BEGIN LISTED RECORDS

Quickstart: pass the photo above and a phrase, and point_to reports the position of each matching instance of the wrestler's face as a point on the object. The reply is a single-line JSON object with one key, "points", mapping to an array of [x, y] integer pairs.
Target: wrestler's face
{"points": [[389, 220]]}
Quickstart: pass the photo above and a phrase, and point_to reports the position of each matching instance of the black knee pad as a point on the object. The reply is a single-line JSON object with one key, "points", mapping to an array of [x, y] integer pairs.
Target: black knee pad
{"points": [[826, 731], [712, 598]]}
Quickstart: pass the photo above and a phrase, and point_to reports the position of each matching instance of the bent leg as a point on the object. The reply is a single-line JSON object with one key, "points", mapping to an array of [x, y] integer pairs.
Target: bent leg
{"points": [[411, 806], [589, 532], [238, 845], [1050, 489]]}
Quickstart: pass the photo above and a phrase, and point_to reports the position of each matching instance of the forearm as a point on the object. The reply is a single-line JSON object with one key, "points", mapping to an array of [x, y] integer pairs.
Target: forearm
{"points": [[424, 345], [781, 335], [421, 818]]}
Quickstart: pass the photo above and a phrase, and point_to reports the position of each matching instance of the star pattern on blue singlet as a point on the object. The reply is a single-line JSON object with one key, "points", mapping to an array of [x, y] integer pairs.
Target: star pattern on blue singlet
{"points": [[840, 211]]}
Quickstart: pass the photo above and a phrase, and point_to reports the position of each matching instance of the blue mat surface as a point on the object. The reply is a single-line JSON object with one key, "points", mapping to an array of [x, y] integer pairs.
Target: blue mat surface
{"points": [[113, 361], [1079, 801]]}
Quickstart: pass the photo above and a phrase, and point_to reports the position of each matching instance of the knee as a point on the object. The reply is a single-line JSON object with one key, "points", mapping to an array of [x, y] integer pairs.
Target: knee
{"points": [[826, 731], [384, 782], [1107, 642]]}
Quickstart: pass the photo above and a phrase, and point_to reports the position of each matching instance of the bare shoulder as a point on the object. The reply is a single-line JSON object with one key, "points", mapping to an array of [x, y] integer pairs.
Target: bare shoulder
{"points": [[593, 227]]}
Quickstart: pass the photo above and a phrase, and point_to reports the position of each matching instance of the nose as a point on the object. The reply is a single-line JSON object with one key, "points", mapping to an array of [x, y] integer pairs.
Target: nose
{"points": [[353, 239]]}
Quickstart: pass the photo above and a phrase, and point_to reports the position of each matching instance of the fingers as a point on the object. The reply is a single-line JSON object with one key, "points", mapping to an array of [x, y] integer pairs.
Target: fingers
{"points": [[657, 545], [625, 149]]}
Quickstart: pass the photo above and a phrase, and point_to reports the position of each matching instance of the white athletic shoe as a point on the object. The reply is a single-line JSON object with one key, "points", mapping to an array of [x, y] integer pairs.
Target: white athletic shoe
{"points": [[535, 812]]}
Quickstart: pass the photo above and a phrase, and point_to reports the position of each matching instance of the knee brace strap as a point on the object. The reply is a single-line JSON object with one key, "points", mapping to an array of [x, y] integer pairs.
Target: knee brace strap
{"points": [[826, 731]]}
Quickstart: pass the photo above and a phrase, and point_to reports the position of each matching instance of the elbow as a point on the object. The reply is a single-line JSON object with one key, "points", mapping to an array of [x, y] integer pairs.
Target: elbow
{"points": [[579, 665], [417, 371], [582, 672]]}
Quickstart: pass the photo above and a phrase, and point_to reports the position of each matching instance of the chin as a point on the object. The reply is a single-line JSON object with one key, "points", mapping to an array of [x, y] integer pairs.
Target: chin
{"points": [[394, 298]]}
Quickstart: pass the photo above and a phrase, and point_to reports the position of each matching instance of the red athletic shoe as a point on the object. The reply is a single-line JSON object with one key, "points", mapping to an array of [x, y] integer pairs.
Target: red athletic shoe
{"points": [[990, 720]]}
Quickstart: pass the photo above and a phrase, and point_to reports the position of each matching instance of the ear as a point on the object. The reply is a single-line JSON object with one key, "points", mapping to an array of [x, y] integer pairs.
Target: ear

END LISTED RECORDS

■ WHAT YOU SHOULD DO ■
Every record above should be output exactly.

■ EXERCISE ANSWER ■
Quickstart: pass the photo above and a phrase, and point_to reports the position of each matching instance of the wrestler's face as a point on the object. The reply is a single-line JSON object with one key, "points", mapping to an array of [x, y] integer pairs.
Target: wrestler's face
{"points": [[389, 220]]}
Quickstart: pass the photo above and a phrase, and point_to reports the position of each matching instance of the black knee pad as a point on the object. The reply is a single-line JSON object with one key, "points", mapping to an array of [x, y] integer pairs.
Target: black knee pad
{"points": [[826, 731], [712, 598]]}
Quickstart: pass the photo above and a phrase, and point_to reports the position of each matching instance of the bent leg as a point on the object. The reply is a single-line JSON object with one key, "points", mapping to an array of [x, y] integer pairs.
Target: bent leg
{"points": [[411, 806], [589, 532], [238, 845], [1050, 489]]}
Quickstart: pass the photo above and a phrase, and point_to reports the position of each matching instance of the forearm as a point on the object. The reply is a single-line JSON object with one key, "points", mapping to an array of [x, y] integer pairs.
Target: forearm
{"points": [[424, 345], [781, 335], [421, 818]]}
Quickstart: pass the photo above and a phrase, and point_to reports the position of each matching instance of the star pattern on blue singlet as a point on the object. The reply is a single-line JSON object with one key, "points", mapping to an array of [x, y] integer pairs.
Target: star pattern on blue singlet
{"points": [[840, 211]]}
Quickstart: pass the photo above and a phrase, and point_to reports the position of each matching instance of the blue mat surface as a point on the object. The reply is a single-line JSON object with one key, "points", mapping to an array of [x, y] integer pairs.
Target: blue mat surface
{"points": [[113, 361], [1079, 801]]}
Quickstart: pass the photo above and a phrase, and point_to reports the position of each matching instance of the knee as a point on the object. The reply is a single-line JSON object with one key, "points", mapping to an array of [x, y] integer pairs.
Target: knee
{"points": [[826, 731], [384, 782], [1107, 642]]}
Quickstart: pass the photo above and a phrase, and point_to reports the position of each matching instance of the bare shoulder as a point on the object. The reply is a single-line JSON object with one key, "points", mapping to an array of [x, y] integer pairs.
Target: bare shoulder
{"points": [[593, 227]]}
Quickstart: pass the photo above and a phrase, and point_to reports the position of each matching instance of the nose as a point on the object. The reply is a single-line JSON object with one key, "points", mapping to an array of [x, y] integer pairs.
Target: nose
{"points": [[353, 239]]}
Quickstart: pass the photo above and a phrase, and point_to reports the position of each matching instance of the fingers as a point on the object. The reply is a single-line JSON object with one key, "points", mapping to an array of [x, y] integer pairs.
Target: fingers
{"points": [[657, 545], [625, 149]]}
Quickstart: pass the photo above and a phrase, and point_to reports the position of each matching instance of the white athletic shoe as a point on the object. The reply is a single-line JSON object with one key, "points", mapping to an array of [x, y] integer pairs.
Target: white athletic shoe
{"points": [[535, 812]]}
Quickstart: pass the photo above and a phrase, and point_to reports the position of each matching instance of the knee brace strap as a point on the object. The reply is a single-line JSON object with one key, "points", mapping to an array of [x, y] integer pairs.
Target: knee brace strap
{"points": [[826, 731]]}
Quickstart: pass the photo above and a phrase, and point_to reports the position of each matching instance of the elbow as a point on the object. The reply is a single-line JSON object with one key, "points", mapping to an array of [x, y] integer pairs.
Target: elbow
{"points": [[579, 665], [417, 371], [582, 672]]}
Quickstart: pass the photo above and a phrase, and point_to reports the position of each matching instance of the chin as a point on the object. The reply is a single-line JSON object with one key, "points", mapping to an array of [x, y] integer pairs.
Target: chin
{"points": [[394, 298]]}
Quickstart: pass the photo above and a phrase, and point_to reports the position of each matching instance of the red athletic shoe as a point on the object. The reply is a single-line JSON object with one key, "points", mapping to an array of [x, y] integer pairs.
Target: red athletic shoe
{"points": [[990, 720]]}
Quickstart: pass the photo above and a phrase, and point_to reports the position of each matching instance of the ear as a point on the object. The reply is a single-line JSON object with one key, "points", mapping to an array of [x, y] integer pairs.
Target: ear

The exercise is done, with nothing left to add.